Problem
Quote the entries that follow exactly, leaving none out.

Segment Start: Exercise material

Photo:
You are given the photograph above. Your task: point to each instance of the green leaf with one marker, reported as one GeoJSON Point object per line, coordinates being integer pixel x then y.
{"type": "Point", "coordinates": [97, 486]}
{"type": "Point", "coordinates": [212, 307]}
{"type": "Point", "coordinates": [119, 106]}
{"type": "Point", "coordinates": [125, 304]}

Segment End: Exercise material

Problem solution
Photo:
You are given the photograph above. Your task: point to each instance of the green leaf with one marker, reported as one GeoJSON Point object per line, coordinates being integer pixel x then y.
{"type": "Point", "coordinates": [97, 486]}
{"type": "Point", "coordinates": [212, 307]}
{"type": "Point", "coordinates": [119, 106]}
{"type": "Point", "coordinates": [125, 304]}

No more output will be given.